- **EXERCISE GOAL**
Only the lines with "shingle" in them need to be copied from the listing.

- **PROVIDED DATA**
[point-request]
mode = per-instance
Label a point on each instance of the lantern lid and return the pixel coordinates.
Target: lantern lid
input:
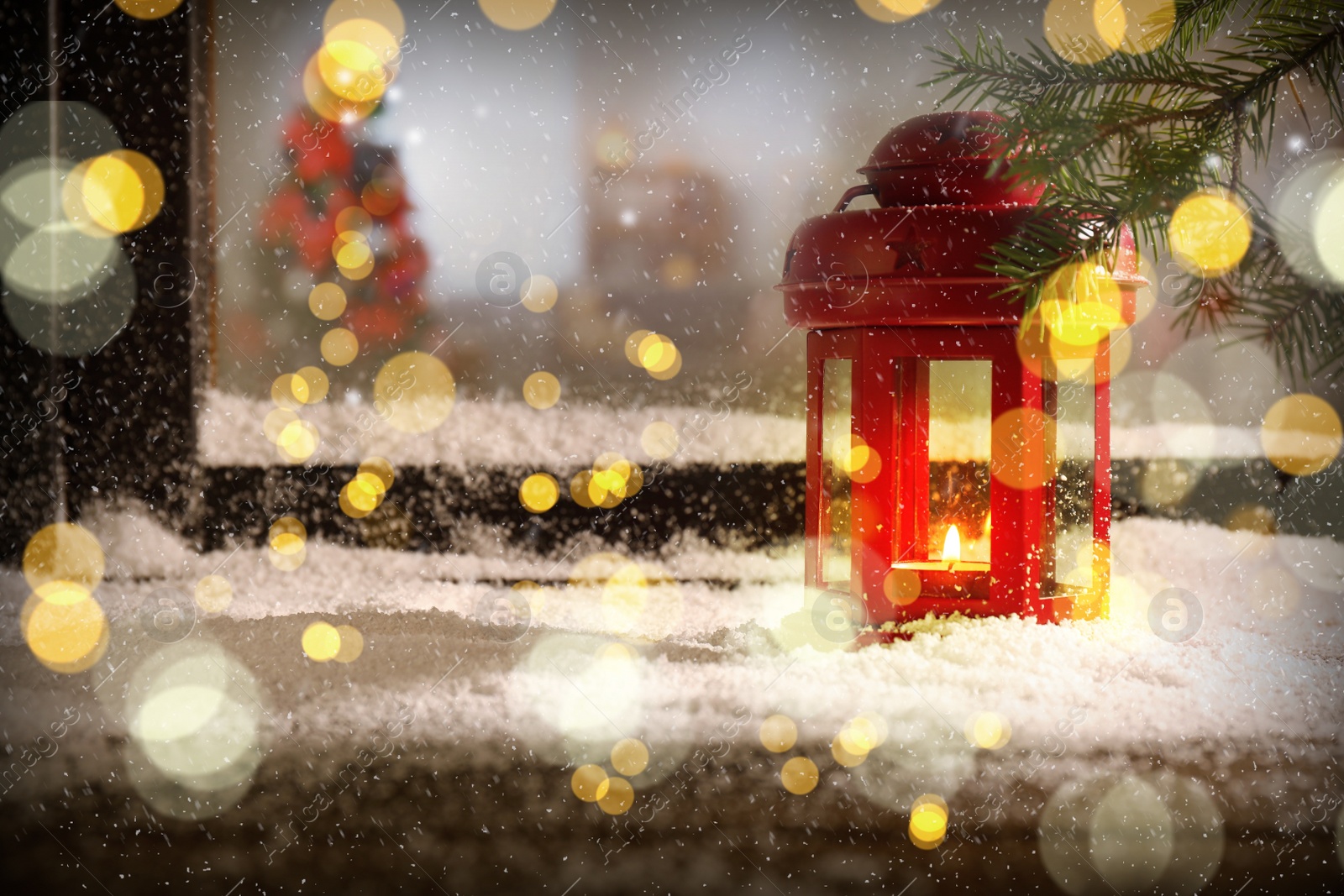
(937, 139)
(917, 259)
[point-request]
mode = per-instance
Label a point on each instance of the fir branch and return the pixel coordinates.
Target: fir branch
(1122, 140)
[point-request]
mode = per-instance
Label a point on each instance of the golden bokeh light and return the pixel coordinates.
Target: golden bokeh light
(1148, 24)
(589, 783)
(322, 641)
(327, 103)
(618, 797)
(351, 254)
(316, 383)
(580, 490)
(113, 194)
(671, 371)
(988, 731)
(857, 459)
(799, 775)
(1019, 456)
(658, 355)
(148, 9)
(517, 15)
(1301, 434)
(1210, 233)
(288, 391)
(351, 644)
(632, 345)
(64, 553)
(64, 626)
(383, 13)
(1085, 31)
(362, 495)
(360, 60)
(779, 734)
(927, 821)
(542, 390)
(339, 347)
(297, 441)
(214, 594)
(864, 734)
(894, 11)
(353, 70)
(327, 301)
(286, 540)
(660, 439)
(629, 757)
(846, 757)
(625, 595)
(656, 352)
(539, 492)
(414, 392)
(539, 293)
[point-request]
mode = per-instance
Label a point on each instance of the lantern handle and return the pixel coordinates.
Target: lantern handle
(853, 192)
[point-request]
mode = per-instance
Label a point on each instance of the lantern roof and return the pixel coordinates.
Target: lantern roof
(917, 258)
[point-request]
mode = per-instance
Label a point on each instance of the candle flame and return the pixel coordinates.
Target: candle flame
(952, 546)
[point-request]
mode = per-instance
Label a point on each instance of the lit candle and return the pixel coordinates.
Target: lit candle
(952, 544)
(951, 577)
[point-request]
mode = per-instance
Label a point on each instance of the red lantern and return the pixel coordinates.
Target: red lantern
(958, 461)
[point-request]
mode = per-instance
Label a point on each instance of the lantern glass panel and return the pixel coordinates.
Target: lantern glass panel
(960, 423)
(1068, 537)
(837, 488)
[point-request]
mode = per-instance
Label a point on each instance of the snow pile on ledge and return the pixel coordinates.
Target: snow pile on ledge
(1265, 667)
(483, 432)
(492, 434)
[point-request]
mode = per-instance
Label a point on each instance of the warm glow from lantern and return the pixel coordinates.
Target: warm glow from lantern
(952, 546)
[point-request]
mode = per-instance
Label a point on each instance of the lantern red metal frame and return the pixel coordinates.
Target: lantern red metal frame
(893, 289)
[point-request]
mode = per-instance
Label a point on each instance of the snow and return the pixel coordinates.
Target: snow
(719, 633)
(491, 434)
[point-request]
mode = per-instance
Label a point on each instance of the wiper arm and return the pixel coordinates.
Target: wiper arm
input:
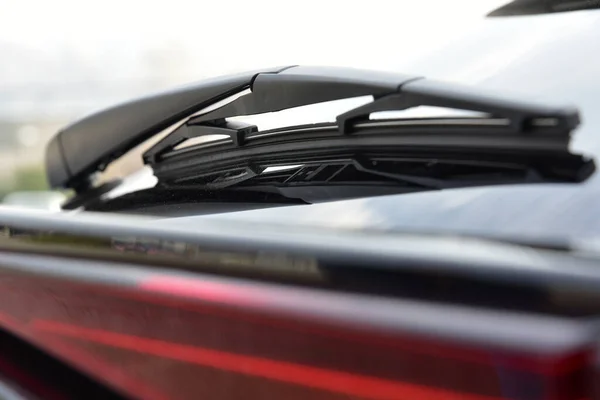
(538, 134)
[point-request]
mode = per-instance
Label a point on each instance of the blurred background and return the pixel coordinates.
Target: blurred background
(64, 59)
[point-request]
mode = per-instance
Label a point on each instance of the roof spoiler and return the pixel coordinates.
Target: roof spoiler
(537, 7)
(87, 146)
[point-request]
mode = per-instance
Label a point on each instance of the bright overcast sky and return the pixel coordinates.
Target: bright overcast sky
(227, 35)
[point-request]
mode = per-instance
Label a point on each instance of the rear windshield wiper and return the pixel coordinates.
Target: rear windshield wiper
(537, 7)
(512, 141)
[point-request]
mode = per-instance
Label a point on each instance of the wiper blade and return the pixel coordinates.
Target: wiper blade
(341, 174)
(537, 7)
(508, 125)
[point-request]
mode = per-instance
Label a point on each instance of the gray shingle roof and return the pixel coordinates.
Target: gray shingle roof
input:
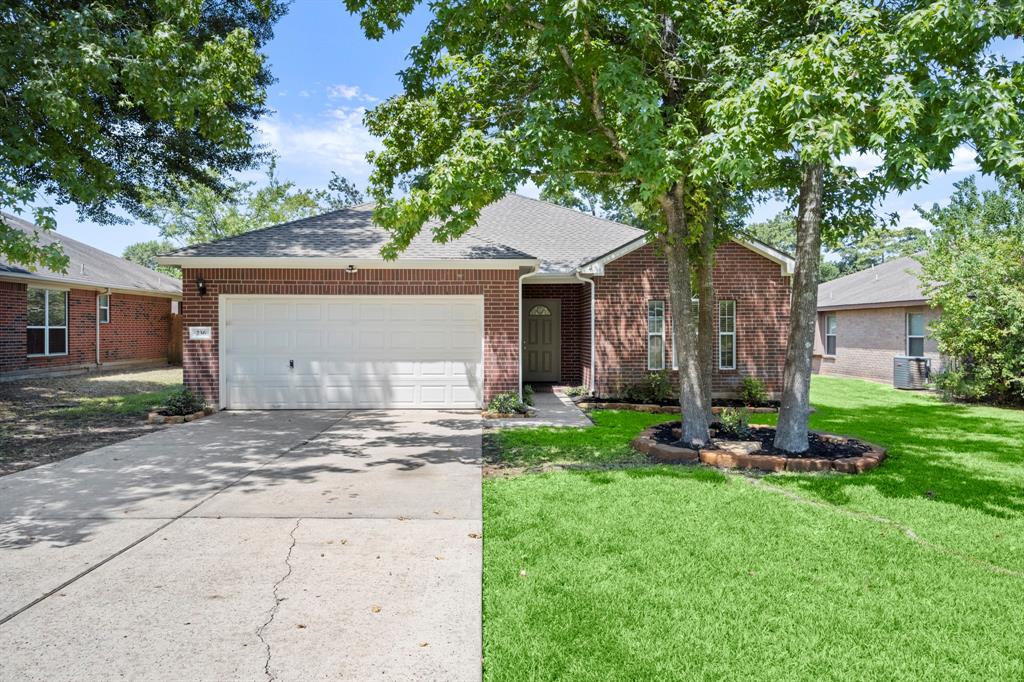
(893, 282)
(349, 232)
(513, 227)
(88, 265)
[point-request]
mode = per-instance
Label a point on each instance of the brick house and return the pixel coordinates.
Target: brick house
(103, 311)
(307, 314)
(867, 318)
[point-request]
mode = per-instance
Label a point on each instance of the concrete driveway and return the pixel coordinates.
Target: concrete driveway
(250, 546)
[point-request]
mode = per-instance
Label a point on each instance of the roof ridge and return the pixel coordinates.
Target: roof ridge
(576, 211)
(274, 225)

- **WRITTEN SOLUTION**
Label a point on each instance of the gray shingle roof and return the pixel coordinates.
Target: gray shingle roof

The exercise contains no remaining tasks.